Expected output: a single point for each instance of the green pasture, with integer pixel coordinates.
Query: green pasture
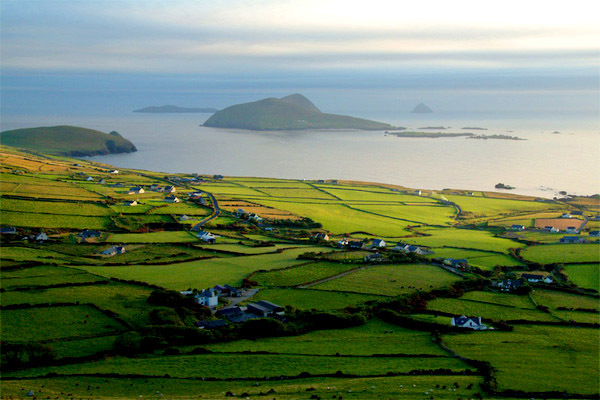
(339, 219)
(50, 221)
(55, 207)
(554, 299)
(204, 273)
(430, 215)
(308, 299)
(128, 301)
(584, 275)
(391, 280)
(464, 238)
(248, 365)
(537, 358)
(375, 337)
(300, 274)
(47, 323)
(563, 253)
(153, 237)
(496, 312)
(395, 387)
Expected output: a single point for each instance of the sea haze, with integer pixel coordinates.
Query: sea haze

--- --- ---

ACTION ITEM: Set every record down again verbatim, without pictures.

REPLY:
Expected output: a single point for each instance of the green pasture, with integer pixel coordinates.
Query: green pasture
(339, 219)
(50, 221)
(55, 207)
(554, 299)
(204, 273)
(430, 215)
(308, 299)
(128, 301)
(584, 275)
(391, 280)
(464, 238)
(248, 365)
(537, 358)
(375, 337)
(300, 274)
(47, 323)
(563, 253)
(153, 237)
(496, 312)
(395, 387)
Expected output: a single point for each instance of the sea haze, with integer pixel coordinates.
Query: sea haze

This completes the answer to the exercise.